INPUT MATERIAL:
--- --- ---

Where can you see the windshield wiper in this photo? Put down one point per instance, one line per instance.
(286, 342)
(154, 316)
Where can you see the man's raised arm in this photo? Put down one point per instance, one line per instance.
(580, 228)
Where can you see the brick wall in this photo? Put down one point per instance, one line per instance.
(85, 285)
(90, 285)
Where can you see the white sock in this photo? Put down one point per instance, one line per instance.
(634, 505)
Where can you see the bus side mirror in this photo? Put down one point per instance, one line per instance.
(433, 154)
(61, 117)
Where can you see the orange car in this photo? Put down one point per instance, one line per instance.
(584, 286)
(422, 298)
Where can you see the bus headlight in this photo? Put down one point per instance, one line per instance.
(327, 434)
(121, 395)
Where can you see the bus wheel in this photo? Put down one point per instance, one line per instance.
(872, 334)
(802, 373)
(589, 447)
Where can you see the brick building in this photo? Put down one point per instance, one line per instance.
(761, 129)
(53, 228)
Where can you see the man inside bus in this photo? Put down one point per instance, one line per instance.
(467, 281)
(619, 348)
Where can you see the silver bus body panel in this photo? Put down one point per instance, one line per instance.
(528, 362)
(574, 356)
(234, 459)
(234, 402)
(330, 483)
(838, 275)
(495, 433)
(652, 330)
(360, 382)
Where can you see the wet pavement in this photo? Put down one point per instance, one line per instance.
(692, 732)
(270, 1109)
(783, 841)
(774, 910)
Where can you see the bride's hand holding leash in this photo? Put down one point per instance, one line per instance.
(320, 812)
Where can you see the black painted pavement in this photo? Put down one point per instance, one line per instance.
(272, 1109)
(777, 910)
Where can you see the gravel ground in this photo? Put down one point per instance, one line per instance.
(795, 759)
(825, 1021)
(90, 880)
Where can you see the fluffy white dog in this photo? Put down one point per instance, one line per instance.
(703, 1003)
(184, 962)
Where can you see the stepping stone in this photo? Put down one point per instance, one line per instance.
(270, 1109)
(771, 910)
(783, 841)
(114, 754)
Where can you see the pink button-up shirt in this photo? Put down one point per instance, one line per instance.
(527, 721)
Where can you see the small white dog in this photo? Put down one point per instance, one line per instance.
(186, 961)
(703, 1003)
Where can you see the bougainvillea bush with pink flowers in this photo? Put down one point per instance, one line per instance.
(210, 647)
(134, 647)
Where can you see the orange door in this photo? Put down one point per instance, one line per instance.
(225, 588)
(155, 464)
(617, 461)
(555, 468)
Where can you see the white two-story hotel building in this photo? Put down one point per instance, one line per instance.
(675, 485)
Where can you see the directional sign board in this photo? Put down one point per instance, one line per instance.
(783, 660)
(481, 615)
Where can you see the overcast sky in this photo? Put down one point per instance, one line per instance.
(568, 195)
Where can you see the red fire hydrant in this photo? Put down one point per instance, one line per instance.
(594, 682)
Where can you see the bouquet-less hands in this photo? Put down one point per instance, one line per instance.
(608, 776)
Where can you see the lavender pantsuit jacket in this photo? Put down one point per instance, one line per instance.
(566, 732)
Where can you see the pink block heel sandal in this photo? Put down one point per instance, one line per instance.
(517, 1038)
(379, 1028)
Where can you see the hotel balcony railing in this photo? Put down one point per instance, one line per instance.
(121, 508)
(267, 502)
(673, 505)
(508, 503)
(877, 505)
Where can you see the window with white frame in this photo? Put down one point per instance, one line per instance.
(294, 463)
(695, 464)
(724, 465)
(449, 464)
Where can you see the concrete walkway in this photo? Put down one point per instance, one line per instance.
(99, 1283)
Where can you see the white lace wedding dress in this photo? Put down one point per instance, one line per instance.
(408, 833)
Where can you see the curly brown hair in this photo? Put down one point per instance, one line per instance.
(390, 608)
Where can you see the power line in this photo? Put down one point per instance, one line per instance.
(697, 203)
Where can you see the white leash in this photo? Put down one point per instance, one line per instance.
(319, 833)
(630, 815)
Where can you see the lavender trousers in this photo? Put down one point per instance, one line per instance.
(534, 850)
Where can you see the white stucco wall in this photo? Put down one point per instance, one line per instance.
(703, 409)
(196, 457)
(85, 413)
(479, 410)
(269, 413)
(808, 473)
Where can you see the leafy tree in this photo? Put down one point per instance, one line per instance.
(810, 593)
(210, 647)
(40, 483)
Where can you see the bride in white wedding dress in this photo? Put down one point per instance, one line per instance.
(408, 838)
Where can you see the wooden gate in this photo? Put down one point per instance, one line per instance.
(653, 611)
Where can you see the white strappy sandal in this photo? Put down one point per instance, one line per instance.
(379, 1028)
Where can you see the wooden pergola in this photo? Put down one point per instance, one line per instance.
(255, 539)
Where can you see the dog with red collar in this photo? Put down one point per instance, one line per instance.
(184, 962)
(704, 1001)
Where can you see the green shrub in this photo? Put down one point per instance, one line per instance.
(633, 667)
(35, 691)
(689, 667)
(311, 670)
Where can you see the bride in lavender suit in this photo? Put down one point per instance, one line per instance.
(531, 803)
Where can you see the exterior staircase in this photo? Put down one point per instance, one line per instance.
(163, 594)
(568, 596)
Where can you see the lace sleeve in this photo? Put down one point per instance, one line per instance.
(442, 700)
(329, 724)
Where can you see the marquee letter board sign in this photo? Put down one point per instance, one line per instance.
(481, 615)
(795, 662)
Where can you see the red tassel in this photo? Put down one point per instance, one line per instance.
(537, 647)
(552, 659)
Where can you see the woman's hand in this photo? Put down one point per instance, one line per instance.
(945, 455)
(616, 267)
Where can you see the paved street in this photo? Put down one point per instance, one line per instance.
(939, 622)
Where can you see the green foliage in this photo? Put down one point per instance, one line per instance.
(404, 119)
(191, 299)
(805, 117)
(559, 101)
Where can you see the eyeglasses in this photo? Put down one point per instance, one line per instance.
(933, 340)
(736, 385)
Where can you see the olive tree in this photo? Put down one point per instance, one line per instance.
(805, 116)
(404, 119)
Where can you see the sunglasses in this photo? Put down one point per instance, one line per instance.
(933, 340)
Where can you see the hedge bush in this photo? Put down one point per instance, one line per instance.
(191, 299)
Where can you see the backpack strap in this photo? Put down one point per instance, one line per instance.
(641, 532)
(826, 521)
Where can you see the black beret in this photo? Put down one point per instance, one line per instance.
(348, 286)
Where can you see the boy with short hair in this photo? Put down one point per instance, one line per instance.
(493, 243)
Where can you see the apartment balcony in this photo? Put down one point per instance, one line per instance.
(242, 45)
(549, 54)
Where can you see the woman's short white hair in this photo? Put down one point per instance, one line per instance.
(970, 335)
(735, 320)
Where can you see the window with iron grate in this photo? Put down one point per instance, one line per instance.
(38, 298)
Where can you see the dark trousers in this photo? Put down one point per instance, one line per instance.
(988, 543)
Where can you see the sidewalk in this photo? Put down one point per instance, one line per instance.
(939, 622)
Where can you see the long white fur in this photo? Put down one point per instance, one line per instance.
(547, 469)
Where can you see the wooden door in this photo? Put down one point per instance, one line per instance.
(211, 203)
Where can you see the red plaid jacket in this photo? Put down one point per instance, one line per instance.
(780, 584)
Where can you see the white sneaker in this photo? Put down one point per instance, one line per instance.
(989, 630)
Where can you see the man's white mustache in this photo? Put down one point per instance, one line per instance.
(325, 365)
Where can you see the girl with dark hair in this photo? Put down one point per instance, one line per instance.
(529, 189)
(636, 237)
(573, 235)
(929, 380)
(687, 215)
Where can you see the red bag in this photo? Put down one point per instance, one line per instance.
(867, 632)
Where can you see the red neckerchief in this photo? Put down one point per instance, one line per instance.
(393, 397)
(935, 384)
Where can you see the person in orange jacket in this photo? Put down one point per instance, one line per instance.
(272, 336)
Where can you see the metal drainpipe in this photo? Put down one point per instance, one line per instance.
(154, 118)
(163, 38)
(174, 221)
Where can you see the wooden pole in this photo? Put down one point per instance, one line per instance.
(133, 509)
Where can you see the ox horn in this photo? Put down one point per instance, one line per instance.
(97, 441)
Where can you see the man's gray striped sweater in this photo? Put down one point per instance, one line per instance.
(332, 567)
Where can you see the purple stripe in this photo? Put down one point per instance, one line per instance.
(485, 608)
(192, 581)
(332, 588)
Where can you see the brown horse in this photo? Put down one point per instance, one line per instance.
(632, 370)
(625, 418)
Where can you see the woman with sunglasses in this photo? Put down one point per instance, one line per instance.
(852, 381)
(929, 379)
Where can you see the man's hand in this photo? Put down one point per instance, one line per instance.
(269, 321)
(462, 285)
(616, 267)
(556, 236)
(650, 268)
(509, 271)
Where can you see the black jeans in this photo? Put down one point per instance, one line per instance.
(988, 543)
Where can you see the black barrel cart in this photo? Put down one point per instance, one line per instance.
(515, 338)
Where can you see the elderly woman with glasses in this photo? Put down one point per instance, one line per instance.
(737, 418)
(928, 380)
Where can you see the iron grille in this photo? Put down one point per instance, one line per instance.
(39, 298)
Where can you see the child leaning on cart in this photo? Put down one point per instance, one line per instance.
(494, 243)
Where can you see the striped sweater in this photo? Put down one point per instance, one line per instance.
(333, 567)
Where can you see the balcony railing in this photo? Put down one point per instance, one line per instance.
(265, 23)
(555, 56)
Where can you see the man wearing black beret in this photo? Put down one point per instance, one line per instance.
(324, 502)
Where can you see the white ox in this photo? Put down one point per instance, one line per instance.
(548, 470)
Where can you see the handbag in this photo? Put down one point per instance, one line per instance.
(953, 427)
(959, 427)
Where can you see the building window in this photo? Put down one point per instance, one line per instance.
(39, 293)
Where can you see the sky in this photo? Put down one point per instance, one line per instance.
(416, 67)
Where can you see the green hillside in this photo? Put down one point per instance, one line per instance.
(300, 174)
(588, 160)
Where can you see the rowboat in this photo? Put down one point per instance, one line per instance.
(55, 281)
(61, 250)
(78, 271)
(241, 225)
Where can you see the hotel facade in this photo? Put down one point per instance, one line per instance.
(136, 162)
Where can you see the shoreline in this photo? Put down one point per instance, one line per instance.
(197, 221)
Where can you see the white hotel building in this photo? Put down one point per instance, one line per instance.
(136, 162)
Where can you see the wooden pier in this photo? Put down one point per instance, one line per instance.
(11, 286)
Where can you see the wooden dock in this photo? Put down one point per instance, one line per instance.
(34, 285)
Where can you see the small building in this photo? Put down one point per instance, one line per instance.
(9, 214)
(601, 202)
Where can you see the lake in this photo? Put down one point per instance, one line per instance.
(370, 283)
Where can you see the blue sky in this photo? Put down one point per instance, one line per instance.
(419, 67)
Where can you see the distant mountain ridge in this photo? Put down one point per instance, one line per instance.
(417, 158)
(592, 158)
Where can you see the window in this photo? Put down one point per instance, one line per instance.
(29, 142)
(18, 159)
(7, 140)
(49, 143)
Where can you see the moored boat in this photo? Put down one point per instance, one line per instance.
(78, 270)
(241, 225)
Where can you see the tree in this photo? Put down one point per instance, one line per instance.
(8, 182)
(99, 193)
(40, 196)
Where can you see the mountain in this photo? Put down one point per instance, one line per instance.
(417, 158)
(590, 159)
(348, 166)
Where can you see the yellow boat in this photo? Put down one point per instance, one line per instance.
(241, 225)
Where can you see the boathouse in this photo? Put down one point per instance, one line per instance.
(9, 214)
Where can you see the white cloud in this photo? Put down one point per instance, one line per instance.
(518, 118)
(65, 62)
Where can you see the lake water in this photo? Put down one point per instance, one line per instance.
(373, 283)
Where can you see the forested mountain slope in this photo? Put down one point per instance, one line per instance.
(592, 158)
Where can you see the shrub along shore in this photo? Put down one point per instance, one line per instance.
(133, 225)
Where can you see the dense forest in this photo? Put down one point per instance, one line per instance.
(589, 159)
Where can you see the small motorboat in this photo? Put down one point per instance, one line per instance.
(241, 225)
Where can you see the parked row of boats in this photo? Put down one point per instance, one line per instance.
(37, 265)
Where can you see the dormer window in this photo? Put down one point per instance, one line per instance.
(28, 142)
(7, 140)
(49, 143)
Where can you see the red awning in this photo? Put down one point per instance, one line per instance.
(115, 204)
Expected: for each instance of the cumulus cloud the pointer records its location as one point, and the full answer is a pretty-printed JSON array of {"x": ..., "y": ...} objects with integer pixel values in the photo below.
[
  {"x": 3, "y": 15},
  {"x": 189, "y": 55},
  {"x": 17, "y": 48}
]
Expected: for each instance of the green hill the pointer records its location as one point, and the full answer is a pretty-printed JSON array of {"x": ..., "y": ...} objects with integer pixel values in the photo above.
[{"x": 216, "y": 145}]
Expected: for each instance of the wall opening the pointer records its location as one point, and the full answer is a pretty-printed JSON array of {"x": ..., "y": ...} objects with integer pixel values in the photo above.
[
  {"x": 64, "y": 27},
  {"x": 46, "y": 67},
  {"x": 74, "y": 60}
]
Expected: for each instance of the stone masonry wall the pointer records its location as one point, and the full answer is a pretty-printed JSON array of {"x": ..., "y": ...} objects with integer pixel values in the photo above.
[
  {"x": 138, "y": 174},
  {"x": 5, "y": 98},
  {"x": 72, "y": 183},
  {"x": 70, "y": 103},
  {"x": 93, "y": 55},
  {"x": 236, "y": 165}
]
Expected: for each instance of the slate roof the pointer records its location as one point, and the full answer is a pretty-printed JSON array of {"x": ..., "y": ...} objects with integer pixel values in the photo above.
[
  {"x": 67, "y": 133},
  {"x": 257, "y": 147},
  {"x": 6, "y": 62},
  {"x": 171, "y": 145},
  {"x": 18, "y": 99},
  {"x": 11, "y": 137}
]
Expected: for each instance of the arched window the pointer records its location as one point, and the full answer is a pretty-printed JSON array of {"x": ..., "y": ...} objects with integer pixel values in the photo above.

--- --- ---

WHAT THE EXERCISE ASKS: Give again, word for word, every line from the one holding "Expected: for each instance of the slate" to the end of the data.

EXPECTED OUTPUT:
Expected: for each instance of the slate roof the pointer records its location as one point, and the full answer is a pretty-printed JSON array of {"x": ..., "y": ...} objects with integer pixel values in the photo above.
[
  {"x": 67, "y": 133},
  {"x": 257, "y": 147},
  {"x": 6, "y": 62},
  {"x": 171, "y": 145},
  {"x": 18, "y": 99},
  {"x": 11, "y": 137}
]
Expected: for each instance of the arched window the pointer records its location as one point, and the full answer is a pretty-printed JSON array of {"x": ..., "y": ...} objects with integer pixel values in the photo above.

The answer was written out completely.